[start Passage shown]

Notably appropriate were Mr Nixon’s two Oscars, in 1968 to the music of Oliver, about a thief, and in 1972 to the Godfather, about a criminal enterprise, aka Watergate. Likewise Lyndon B. Johnson, whose wife was Lady Bird, danced to the tune of My Fair Lady in 1964. Jimmy Carter might have fancied comparisons with Rocky in 1976, when he won, but was reduced to Ordinary People four years later, when he lost.
This year’s Oscar went to The Artist, about a silent movie star who does not speak until the end of the film – a good idea for this year’s interminable campaign – but I leave it to you to decide whether Mr Obama or Mr Romney has the greater artistic sensibilities and knows when to say the right thing at the right time (not, I fear, Mitt). On the other hand, it is French.
Finally, the length of a candidate’s last name is a cyclical indicator. From 1932-60, the man with the most letters won, thanks mostly to the six victories chalked up by the poly-syllabled Roosevelt and Eisenhower. That was followed by the era of the shorter-named from 1964-72 and the confusing years, Carter v. Reagan, Bush. v Gore, when candidates boasted the same number of letters. The trend since 2004 has been back to the shorter name, which gives Mr Obama, with five letters, the edge over Mr Romney with six.
Not claiming omniscience, I am wide open to all suggestions of more reliable indicators, including from the owner of that tortoise in Meridian. Email is preferable to snail mail, unless it is signed by Mr Murray.

[end Passage shown]
[start Data shown]

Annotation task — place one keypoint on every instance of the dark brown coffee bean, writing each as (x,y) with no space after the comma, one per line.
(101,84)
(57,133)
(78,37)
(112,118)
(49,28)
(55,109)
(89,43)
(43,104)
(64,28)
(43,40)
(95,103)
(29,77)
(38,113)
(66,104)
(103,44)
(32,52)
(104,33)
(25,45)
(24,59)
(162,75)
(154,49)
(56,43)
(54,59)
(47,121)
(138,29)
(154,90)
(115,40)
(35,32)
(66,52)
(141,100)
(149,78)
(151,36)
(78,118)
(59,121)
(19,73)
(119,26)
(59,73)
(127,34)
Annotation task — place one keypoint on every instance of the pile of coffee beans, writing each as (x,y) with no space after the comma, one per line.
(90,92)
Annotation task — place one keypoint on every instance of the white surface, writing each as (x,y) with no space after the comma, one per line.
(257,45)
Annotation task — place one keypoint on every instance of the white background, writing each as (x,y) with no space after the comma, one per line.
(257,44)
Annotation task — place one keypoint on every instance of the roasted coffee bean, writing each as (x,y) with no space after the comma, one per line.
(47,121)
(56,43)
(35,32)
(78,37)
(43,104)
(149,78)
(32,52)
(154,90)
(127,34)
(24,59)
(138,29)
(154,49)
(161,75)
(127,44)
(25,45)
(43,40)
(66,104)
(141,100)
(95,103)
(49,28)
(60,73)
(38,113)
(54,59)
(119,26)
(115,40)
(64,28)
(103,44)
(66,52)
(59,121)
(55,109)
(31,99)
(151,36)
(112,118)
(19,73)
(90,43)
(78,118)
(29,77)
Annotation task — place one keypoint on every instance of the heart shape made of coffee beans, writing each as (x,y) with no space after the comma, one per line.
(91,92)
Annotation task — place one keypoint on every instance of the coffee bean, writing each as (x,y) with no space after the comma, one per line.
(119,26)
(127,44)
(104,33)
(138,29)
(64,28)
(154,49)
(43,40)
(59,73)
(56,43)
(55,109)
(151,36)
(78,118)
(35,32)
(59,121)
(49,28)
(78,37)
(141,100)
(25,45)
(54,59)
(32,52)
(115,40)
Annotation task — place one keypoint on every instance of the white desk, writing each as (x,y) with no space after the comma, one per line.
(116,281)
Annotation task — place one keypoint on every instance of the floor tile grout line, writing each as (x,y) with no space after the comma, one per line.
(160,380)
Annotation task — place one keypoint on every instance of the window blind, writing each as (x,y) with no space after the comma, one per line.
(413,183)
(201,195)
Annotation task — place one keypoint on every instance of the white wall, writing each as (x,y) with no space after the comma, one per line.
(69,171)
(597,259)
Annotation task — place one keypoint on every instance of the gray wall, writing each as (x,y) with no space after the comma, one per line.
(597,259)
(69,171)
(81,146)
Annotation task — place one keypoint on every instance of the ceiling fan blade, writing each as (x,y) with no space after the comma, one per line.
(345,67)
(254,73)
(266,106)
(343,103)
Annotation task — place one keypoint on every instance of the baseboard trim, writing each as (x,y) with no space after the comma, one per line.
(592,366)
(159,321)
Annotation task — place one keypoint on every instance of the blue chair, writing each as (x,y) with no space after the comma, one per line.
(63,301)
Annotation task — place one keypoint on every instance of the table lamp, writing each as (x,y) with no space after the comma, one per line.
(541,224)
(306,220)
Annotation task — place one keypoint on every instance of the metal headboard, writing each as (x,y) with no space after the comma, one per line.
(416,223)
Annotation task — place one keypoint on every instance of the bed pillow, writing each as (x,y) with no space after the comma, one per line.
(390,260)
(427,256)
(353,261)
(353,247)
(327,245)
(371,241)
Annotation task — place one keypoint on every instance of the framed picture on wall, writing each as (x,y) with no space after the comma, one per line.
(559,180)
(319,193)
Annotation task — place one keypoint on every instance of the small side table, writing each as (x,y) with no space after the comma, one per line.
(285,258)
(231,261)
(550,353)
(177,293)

[end Data shown]

* [Task to carry out] In the passage on presidential election indicators above, retype the text between "Notably appropriate were" and "it is French.", inclusive.

* [Solution to this problem]
Notably appropriate were Mr Nixon’s two Oscars, in 1968 to the music of Oliver, about a thief, and in 1972 to the Godfather, about a criminal enterprise, aka Watergate. Likewise Lyndon B. Johnson, whose wife was Lady Bird, danced to the tune of My Fair Lady in 1964. Jimmy Carter might have fancied comparisons with Rocky in 1976, when he won, but was reduced to Ordinary People four years later, when he lost.
This year’s Oscar went to The Artist, about a silent movie star who does not speak until the end of the film – a good idea for this year’s interminable campaign – but I leave it to you to decide whether Mr Obama or Mr Romney has the greater artistic sensibilities and knows when to say the right thing at the right time (not, I fear, Mitt). On the other hand, it is French.